▸ **Task material**:
::::

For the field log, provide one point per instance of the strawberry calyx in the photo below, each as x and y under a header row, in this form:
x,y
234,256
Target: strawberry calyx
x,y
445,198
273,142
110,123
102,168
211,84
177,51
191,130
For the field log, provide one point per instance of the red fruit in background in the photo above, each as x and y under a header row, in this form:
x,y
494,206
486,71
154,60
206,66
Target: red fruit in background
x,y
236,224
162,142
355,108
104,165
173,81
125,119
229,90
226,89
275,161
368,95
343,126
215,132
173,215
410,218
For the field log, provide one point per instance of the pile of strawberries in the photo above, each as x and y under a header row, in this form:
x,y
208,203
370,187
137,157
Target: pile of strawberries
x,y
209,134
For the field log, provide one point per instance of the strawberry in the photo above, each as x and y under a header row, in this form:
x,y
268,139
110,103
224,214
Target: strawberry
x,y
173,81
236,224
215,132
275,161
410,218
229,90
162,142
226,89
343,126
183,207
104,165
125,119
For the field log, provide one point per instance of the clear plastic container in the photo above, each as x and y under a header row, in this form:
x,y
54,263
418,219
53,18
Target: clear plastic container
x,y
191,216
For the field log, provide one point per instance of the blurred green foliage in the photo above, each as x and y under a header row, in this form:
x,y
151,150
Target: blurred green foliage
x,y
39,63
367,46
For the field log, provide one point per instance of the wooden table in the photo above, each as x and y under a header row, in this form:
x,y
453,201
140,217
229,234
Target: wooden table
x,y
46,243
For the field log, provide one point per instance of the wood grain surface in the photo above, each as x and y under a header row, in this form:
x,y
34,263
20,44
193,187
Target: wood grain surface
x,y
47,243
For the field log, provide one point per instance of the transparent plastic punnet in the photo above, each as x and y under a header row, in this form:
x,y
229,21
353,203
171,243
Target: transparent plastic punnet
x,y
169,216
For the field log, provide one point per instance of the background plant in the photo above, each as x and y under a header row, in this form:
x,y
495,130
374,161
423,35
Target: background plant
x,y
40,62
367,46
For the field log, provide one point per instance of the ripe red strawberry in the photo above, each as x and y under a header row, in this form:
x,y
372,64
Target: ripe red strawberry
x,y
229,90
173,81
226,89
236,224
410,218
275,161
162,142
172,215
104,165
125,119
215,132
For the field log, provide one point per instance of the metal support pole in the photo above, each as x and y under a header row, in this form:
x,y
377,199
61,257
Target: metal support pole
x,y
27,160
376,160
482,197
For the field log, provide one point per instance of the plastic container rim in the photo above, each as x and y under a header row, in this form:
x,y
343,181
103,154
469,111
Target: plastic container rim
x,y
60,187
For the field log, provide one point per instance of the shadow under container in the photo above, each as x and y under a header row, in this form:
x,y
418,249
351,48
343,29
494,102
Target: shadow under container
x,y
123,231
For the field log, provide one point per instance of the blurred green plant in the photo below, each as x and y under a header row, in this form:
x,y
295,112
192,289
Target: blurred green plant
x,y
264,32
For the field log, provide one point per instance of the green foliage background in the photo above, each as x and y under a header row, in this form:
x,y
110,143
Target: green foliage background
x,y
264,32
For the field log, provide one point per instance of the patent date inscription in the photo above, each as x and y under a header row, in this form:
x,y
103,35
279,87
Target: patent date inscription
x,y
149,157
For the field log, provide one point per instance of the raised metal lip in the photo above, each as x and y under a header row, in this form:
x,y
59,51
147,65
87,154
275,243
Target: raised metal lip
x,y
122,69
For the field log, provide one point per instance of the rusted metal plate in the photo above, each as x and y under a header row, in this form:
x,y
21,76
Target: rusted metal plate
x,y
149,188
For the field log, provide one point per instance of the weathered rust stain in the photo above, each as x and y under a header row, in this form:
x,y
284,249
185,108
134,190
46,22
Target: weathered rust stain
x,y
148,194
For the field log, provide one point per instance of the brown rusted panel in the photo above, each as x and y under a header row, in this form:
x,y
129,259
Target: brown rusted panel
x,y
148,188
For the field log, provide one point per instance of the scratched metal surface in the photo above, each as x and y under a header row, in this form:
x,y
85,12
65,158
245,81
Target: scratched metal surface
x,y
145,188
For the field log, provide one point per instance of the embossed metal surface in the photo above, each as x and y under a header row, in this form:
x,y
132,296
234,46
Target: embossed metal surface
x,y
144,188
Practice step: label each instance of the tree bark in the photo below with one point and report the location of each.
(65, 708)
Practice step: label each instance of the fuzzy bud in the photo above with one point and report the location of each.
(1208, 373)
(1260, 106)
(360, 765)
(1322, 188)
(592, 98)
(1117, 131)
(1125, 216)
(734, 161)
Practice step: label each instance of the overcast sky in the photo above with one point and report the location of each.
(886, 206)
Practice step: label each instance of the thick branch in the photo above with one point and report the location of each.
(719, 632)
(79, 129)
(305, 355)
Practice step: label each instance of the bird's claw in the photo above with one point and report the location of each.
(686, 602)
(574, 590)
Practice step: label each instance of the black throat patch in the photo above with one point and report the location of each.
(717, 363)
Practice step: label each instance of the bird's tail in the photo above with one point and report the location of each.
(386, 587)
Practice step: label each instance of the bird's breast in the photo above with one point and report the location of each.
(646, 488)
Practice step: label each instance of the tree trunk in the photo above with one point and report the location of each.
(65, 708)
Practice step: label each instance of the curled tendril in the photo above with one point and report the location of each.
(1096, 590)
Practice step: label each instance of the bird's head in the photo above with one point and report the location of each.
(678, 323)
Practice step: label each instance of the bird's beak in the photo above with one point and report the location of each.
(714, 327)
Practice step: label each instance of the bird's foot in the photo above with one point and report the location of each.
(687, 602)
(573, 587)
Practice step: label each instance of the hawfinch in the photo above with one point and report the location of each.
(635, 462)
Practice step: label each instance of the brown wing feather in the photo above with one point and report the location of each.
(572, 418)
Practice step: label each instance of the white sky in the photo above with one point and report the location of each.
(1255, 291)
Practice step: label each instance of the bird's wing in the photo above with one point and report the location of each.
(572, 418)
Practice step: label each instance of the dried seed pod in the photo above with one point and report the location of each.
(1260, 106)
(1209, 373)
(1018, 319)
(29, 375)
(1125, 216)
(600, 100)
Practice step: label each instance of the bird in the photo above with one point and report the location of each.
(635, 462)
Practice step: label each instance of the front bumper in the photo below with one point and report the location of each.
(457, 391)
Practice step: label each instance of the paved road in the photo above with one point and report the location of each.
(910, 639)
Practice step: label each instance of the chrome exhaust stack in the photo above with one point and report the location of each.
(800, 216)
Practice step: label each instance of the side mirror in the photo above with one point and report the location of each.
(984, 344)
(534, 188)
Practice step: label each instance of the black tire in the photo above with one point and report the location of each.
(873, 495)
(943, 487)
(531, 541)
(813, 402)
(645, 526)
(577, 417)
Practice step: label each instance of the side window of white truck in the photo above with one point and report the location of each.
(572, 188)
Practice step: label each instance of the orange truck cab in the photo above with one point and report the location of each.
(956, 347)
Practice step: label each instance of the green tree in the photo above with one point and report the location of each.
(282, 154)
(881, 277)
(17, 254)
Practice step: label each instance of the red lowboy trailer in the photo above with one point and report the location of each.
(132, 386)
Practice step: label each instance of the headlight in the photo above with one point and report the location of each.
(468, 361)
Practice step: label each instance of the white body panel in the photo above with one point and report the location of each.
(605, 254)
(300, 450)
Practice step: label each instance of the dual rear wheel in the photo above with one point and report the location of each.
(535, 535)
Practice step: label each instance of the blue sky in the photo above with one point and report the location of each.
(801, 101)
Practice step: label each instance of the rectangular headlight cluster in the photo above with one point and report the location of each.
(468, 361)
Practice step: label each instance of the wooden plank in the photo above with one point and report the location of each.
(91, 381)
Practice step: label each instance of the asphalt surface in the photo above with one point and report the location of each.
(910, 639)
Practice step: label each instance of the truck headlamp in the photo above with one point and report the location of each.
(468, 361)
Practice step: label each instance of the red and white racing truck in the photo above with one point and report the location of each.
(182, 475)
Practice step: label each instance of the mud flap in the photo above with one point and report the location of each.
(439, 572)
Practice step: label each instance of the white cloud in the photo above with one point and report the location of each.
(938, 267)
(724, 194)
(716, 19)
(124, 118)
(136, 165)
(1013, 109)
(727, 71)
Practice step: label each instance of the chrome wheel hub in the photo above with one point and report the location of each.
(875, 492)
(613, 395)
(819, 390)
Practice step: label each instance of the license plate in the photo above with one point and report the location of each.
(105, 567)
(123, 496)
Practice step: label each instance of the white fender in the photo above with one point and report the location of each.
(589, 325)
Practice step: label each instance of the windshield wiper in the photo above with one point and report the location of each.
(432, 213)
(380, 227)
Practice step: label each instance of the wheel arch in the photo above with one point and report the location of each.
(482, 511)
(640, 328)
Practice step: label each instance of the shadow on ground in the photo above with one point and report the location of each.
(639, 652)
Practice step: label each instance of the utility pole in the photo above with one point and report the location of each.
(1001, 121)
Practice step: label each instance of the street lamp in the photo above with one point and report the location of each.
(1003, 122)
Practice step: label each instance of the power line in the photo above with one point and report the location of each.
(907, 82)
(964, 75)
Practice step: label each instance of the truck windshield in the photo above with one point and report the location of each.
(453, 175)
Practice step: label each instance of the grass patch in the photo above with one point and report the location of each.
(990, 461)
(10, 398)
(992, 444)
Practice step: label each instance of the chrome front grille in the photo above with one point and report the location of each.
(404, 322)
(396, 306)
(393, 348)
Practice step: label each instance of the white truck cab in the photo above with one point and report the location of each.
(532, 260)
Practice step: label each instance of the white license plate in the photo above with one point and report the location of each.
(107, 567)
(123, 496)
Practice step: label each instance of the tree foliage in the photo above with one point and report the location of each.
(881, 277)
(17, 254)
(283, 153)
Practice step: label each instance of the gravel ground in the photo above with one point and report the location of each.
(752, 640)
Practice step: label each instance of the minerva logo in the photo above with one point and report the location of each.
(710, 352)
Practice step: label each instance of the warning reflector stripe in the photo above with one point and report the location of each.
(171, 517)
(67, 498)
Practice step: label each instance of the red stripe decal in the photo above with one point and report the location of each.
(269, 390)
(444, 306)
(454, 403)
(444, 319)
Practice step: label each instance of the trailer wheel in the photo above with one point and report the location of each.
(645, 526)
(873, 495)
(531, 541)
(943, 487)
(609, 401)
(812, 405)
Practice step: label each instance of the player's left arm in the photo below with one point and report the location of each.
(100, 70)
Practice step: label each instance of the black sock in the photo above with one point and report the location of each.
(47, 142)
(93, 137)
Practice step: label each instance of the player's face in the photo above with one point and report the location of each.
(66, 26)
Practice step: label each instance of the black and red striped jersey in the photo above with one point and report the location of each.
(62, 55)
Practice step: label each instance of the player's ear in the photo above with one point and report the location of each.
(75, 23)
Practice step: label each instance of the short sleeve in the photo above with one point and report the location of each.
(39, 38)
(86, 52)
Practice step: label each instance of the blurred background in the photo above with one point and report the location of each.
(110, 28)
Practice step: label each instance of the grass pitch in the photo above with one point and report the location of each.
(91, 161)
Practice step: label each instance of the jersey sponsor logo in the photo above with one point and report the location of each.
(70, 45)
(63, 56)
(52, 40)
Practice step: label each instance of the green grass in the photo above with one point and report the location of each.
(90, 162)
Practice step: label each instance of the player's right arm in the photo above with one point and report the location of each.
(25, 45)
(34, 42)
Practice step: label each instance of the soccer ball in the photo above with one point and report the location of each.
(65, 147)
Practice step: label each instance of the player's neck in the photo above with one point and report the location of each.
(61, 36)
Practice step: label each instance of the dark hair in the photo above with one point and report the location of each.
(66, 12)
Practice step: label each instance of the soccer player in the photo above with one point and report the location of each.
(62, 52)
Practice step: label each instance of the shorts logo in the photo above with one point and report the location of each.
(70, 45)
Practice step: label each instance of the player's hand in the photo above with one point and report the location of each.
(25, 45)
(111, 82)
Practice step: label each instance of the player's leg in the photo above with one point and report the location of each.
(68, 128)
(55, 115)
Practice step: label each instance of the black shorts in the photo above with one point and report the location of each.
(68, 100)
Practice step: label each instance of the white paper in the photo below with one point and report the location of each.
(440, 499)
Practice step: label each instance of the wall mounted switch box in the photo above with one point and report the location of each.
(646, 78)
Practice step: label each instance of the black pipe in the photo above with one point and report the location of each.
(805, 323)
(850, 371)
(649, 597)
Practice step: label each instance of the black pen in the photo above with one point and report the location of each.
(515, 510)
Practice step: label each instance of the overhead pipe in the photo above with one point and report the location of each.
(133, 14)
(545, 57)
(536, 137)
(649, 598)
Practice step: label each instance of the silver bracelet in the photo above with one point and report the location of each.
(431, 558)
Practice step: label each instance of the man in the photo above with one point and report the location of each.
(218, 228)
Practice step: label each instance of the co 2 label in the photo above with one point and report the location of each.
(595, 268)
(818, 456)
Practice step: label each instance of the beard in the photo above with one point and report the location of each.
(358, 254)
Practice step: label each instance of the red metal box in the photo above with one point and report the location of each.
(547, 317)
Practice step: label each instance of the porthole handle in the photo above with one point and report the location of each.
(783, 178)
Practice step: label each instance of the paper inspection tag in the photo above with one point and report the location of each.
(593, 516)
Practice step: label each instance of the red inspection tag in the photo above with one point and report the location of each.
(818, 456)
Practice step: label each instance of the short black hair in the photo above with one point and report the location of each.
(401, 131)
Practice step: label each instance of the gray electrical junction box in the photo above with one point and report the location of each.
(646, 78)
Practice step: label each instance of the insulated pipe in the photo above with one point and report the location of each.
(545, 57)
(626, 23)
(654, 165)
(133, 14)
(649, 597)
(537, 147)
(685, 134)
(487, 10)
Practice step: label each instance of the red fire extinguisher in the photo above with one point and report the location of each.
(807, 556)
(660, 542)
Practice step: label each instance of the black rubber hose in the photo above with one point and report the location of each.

::::

▸ **What you need to do**:
Nothing but the lines from the one with "Practice step: label each instance of the overhead" through the final line of the records above should appear, each copied exactly.

▸ **Exercise response**:
Practice step: label each instance of the overhead pipe in the photo above with one point and report the location of each.
(133, 14)
(545, 57)
(536, 137)
(649, 598)
Practice step: label each instance of the silver bracelet in the photo above with one point and report the location of each.
(431, 558)
Practice step: label each instance of the man in the photo above with one point and report the location of each.
(218, 228)
Practice step: label each instance of the co 2 label in the photo above with one point and report the location of each.
(595, 268)
(818, 456)
Practice step: label each instance of the beard in the photo above with one point and report the location of each.
(358, 254)
Practice step: label each instance of the red metal box in the photo above with one point and report the location of each.
(547, 317)
Practice step: label each instance of the porthole handle in the photo above with one point and report the location of each.
(783, 178)
Practice step: label each instance of the paper inspection tag in the photo above with one point and report the location of each.
(593, 516)
Practice step: label each instance of the red inspection tag in the photo above with one point and report the location of each.
(818, 456)
Practice step: label each instance of the short black hair in the photo above with one point and report the location of each.
(401, 131)
Practice step: label each instance of the gray electrical junction box in the photo above with one point and report the location of each.
(646, 78)
Practice step: label each instance of the insulated pipe in the photo above with one point and report the location of each.
(545, 57)
(626, 23)
(654, 165)
(133, 14)
(649, 597)
(537, 147)
(685, 134)
(487, 10)
Practice step: label each instance of the red fire extinguisher in the photo above with one point and report the location of each.
(807, 556)
(660, 542)
Practice step: label each instance of the black rubber hose in the photo above with one point and report the location of each.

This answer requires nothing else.